• **PAGE**

Now too the power of that terrible engine of oppression, the Byzantine taxing-system, began to make itself felt in Italy. Justinian's first care with all his conquests was to make them pay. With an extravagant wife, a pompous and costly court, with that rage for building which seems to be engendered by the very air of Constantinople, with multitudes of hostile tribes hovering round his frontiers who required constant bribes to prevent them from exposing the showy weakness of his Empire, with all these many calls upon him Justinian was perpetually in need of money; and the scourge, the rack, the squalid dungeon, as we have seen in the last chapter, were freely used in order to obtain it. That odious analogy to a great Roman household which had now thoroughly established itself in the once free commonwealth of Rome, and which made the Emperor a master and his subjects slaves, seemed to justify any excess of rapine. If we could scrutinize the heart of the Dardanian peasant's son who sat on the throne of the Caesars, we should probably find that his secret thought was something like this : “It is the business of my generals to conquer for me new provinces. The inhabitants of those provinces become my slaves, and must pay whatever I command them. It is my privilege to spend the money which I condescend to receive from them exactly for such purposes as I choose”

• **INSTRUCTIONS TO FOLLOW**
Resume the passage on Justinian's taxation of Italy, writing on from its final sentence.

• **SUPPLIED RECORDS**
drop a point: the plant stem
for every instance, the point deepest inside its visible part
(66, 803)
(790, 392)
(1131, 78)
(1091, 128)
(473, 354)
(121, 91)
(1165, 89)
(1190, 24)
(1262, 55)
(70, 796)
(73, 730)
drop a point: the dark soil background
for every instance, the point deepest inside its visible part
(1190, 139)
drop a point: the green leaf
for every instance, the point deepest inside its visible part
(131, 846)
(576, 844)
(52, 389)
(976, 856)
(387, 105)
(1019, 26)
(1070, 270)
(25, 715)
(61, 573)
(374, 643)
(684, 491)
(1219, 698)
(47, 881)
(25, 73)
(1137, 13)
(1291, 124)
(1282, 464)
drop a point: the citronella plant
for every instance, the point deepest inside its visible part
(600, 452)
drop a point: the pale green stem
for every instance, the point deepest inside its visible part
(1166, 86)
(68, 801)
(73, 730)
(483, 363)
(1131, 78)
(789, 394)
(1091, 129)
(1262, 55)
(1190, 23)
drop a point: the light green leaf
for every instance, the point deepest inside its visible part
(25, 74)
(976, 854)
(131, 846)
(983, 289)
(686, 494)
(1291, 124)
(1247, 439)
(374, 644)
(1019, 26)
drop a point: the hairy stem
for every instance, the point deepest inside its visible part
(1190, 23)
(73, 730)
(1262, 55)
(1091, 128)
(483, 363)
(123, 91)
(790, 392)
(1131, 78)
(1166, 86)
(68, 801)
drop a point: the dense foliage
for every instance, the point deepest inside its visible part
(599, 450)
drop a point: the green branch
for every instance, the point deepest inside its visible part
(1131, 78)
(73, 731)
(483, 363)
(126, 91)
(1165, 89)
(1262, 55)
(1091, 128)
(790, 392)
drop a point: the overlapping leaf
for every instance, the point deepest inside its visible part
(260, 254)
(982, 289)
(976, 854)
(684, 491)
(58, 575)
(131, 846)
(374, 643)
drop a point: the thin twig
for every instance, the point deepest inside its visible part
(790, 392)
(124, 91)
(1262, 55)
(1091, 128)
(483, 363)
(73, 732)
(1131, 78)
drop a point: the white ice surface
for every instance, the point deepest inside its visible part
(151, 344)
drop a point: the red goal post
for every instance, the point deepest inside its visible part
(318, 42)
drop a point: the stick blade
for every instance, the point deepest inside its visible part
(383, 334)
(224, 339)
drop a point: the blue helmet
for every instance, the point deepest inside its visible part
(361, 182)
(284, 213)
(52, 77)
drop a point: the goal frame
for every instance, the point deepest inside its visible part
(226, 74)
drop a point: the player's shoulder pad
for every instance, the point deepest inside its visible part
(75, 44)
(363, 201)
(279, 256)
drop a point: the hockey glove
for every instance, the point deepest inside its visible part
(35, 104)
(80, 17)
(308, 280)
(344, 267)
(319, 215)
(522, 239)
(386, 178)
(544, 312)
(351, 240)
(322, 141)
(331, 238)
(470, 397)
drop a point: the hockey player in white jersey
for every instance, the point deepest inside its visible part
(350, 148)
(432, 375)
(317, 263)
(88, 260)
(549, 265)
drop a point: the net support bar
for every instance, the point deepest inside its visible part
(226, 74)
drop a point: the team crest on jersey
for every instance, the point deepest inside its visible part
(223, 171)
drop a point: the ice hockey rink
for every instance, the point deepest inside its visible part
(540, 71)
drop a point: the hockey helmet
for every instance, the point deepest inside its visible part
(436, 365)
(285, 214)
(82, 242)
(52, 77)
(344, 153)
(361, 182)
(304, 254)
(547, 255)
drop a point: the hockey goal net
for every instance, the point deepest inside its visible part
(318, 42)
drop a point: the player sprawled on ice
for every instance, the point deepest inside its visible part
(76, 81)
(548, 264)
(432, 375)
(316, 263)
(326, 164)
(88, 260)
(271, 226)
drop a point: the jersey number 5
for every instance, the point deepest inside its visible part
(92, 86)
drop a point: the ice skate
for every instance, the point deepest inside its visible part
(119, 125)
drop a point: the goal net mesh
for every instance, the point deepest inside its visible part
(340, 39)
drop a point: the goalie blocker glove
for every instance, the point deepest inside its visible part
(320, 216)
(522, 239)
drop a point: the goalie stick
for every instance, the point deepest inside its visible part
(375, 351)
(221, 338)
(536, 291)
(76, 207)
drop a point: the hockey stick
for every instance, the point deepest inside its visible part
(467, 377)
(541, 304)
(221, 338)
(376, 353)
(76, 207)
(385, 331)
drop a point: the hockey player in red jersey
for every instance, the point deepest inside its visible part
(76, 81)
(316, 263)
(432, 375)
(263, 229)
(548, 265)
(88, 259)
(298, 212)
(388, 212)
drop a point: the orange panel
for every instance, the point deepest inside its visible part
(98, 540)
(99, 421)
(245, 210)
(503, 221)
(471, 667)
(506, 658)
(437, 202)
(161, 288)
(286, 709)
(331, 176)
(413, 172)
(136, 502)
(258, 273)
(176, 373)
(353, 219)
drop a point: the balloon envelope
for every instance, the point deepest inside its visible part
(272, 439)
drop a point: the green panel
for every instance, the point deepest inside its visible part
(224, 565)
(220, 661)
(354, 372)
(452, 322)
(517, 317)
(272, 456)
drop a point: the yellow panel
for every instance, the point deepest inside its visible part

• **OUTPUT OF THE TASK**
With these high notions of prerogative in his mind, Justinian became one of the most ruinous governors to his Empire that the world has ever seen. The reader need not be reminded of the dreary story of fiscal oppression which in Constantinople, in Africa, in Lydia, has already met his view. The eighteen new taxes with fearful and unheard-of names, the stringently-exercised rights of pre-emption, the cruel angaria which, like the French corvees, consumed the strength of the peasant in unremunerated labour, all these made the yoke of the Emperor terrible to his subjects. And yet, as was before pointed out, notwithstanding this extreme rigor in collecting the taxes, the reproductive expenditure of the Empire was not attended to : the aqueducts were not kept up, the cursus publicus or public post, the best legacy received from the flourishing days of the Empire, was suffered to fell into irretrievable ruin. Everywhere the splendour of the reign of Justinian— and there was splendour and an appearance of prosperity about it—was obtained by living upon the capital of the country. Everywhere, by his fiscal oppression as well as by his persecuting attempts to produce religious conformity, he was preparing the provinces of the East, pale, emaciated, and miserable, for the advent of the Moslem conquerors, who, within a century of his death, were to win the fairest of them, and were to hold them even to our own day.

In order to deal with the fiscal questions arising in the newly-recovered provinces, Justinian appears to have created a special class of officers, who bore the name of Logothetes, and whose functions correspond to those which with us are exercised by an auditor or comptroller. Doubtless some such machinery was necessary to enable the Emperor to take up the financial administration of two great countries, somewhat entangled by the supremacy of Vandal and Ostrogothic kings (however true it might be that the subordinate officers in the revenue department had remained Roman), and also to appraise at their just value, often to reduce, the large claims which the soldiers by whom the conquest had been wrought would make against the Imperial treasury. Some such machinery was necessary, but it should have been worked with a due regard to the eternal principles of justice and to the special and temporary expediency of winning the affections of a people who for two generations had not seen the face of an Imperial tax-gatherer.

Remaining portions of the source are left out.